:: Directions ::
State only how many lines in the items below contain the string "gemstone".

START

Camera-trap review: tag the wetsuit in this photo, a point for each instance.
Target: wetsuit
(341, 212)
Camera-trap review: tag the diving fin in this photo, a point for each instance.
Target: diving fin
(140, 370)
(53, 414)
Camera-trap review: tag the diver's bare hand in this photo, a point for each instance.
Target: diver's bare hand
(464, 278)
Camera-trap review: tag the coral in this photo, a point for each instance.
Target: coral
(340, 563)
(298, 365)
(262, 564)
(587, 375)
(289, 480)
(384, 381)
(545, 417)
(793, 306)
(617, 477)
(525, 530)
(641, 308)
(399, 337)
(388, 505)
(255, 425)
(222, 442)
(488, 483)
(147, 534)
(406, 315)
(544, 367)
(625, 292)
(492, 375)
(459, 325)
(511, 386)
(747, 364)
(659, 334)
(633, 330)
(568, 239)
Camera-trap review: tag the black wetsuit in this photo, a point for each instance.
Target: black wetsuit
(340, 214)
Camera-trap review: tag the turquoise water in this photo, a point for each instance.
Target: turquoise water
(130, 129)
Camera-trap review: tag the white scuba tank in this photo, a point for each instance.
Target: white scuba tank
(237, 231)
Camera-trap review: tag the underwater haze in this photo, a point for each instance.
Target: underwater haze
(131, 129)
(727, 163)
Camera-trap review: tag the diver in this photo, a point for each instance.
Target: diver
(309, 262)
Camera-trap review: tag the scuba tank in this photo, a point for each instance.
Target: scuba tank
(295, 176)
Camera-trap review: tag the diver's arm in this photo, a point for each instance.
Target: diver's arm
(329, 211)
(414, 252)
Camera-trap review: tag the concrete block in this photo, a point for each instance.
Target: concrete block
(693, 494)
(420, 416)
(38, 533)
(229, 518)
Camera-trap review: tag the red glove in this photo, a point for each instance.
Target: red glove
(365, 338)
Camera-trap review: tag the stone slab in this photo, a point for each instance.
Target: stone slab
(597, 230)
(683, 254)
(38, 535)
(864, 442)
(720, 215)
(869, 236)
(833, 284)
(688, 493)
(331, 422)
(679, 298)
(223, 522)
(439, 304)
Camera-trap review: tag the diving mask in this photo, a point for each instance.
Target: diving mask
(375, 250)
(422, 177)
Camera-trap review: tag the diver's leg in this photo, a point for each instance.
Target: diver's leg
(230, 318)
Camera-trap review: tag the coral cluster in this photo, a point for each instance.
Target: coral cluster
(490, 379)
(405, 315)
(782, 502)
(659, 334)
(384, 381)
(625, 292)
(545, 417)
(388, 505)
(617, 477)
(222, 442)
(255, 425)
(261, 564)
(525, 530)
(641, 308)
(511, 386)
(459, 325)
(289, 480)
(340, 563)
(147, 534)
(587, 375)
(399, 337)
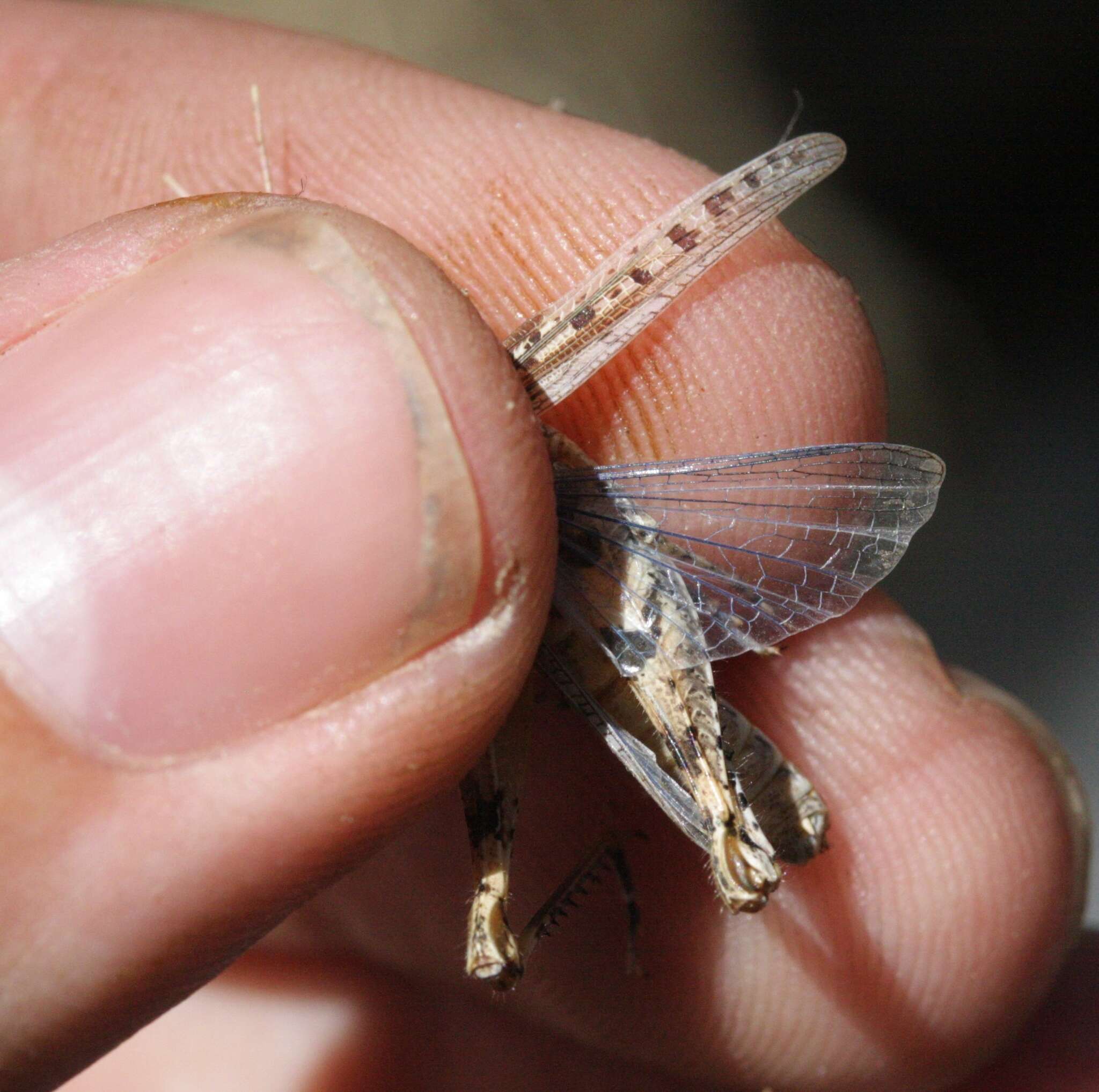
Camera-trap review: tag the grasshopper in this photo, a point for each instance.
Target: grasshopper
(664, 567)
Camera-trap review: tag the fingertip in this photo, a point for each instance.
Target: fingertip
(936, 920)
(174, 857)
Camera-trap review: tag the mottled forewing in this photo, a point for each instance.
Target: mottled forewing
(562, 346)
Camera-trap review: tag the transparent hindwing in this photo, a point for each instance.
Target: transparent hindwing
(762, 546)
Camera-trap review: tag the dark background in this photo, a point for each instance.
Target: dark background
(964, 217)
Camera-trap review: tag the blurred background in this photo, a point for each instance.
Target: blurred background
(964, 217)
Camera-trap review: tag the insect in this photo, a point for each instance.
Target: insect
(664, 567)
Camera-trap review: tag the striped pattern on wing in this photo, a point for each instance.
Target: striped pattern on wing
(563, 345)
(766, 545)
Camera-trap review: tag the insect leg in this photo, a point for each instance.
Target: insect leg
(790, 811)
(490, 799)
(608, 854)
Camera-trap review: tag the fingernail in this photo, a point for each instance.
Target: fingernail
(1072, 789)
(230, 492)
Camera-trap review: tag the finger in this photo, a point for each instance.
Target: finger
(275, 560)
(512, 202)
(1058, 1052)
(295, 1025)
(900, 958)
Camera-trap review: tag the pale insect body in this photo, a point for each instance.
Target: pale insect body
(666, 566)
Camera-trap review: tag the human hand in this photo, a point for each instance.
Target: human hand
(194, 458)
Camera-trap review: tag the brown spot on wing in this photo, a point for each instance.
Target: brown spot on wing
(683, 239)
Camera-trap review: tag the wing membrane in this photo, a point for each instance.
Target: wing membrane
(763, 545)
(564, 345)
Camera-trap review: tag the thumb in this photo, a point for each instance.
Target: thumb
(276, 542)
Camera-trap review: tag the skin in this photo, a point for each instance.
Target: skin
(904, 959)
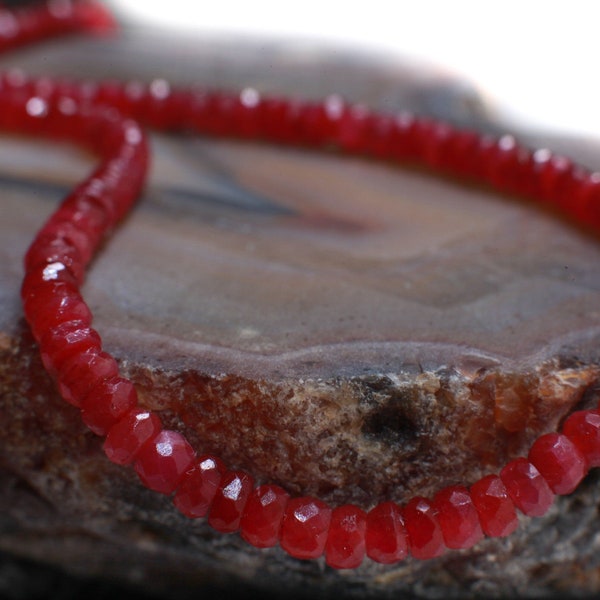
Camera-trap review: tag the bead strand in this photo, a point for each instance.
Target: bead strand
(95, 116)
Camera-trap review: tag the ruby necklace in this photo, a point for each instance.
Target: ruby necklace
(100, 117)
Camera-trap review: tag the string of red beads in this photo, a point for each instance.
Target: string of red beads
(96, 116)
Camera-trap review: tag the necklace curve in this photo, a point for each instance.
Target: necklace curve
(105, 118)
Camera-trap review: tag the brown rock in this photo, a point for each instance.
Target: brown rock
(336, 326)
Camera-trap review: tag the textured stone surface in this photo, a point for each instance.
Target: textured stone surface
(334, 326)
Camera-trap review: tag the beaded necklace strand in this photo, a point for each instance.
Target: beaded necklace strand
(100, 117)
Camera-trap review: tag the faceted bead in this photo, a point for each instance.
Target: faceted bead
(458, 517)
(345, 547)
(162, 462)
(46, 279)
(229, 501)
(305, 526)
(433, 143)
(107, 403)
(60, 308)
(386, 539)
(199, 486)
(423, 528)
(129, 435)
(559, 461)
(63, 342)
(401, 143)
(48, 248)
(527, 488)
(583, 429)
(263, 515)
(80, 374)
(353, 129)
(496, 510)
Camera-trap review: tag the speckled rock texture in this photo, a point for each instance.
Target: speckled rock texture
(336, 326)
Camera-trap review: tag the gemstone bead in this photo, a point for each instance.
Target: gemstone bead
(304, 528)
(63, 342)
(345, 546)
(263, 515)
(162, 462)
(107, 403)
(559, 461)
(80, 374)
(229, 501)
(423, 528)
(130, 434)
(199, 486)
(385, 538)
(583, 429)
(458, 517)
(527, 488)
(496, 510)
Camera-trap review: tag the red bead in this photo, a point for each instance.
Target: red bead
(458, 517)
(583, 429)
(162, 462)
(61, 307)
(399, 140)
(345, 546)
(423, 528)
(527, 488)
(229, 501)
(585, 205)
(46, 279)
(199, 486)
(496, 510)
(48, 248)
(305, 526)
(61, 343)
(107, 403)
(386, 539)
(354, 129)
(129, 435)
(263, 515)
(559, 461)
(80, 374)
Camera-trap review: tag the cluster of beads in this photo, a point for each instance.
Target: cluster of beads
(99, 117)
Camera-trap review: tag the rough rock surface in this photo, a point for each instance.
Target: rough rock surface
(336, 326)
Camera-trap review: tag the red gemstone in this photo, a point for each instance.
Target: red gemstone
(47, 249)
(458, 517)
(107, 403)
(386, 539)
(559, 461)
(345, 547)
(305, 526)
(162, 462)
(63, 342)
(423, 528)
(353, 129)
(496, 510)
(263, 515)
(229, 501)
(82, 373)
(527, 488)
(198, 487)
(129, 435)
(46, 279)
(583, 429)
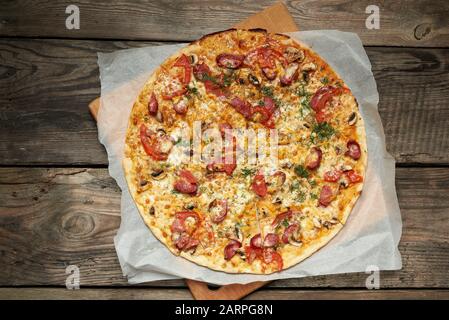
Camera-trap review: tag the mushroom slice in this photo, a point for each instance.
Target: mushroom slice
(352, 119)
(238, 233)
(293, 54)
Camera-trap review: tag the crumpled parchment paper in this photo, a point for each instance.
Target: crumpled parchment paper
(372, 232)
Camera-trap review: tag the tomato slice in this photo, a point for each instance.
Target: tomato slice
(231, 249)
(270, 255)
(184, 62)
(332, 175)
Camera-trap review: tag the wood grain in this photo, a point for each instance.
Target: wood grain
(402, 23)
(52, 218)
(184, 294)
(46, 85)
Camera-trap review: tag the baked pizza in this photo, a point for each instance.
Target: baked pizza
(216, 199)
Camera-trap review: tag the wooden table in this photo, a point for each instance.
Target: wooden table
(59, 207)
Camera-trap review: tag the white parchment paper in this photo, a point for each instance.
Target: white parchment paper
(373, 230)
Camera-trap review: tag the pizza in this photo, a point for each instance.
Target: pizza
(228, 207)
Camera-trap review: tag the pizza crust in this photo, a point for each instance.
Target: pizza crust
(292, 255)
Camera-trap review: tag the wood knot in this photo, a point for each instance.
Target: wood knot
(78, 224)
(422, 30)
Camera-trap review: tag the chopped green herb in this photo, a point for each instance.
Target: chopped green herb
(322, 131)
(302, 92)
(301, 171)
(248, 172)
(295, 185)
(301, 196)
(192, 90)
(178, 140)
(305, 103)
(207, 77)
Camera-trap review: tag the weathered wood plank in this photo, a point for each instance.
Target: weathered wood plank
(45, 86)
(184, 294)
(51, 218)
(403, 23)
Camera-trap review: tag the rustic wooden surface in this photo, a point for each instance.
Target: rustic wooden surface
(58, 205)
(405, 22)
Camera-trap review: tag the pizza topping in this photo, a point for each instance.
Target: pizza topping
(270, 255)
(253, 80)
(179, 223)
(186, 182)
(218, 210)
(242, 107)
(201, 71)
(214, 88)
(313, 159)
(224, 127)
(332, 175)
(291, 73)
(181, 106)
(264, 114)
(259, 186)
(353, 150)
(269, 73)
(230, 61)
(184, 63)
(352, 119)
(327, 195)
(157, 146)
(153, 105)
(287, 215)
(290, 235)
(319, 100)
(293, 54)
(253, 253)
(158, 174)
(173, 93)
(184, 242)
(182, 228)
(222, 166)
(256, 241)
(271, 240)
(231, 249)
(353, 176)
(193, 59)
(275, 181)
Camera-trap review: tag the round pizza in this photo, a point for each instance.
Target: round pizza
(245, 152)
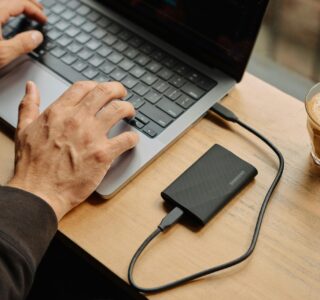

END

:: Output for this task ::
4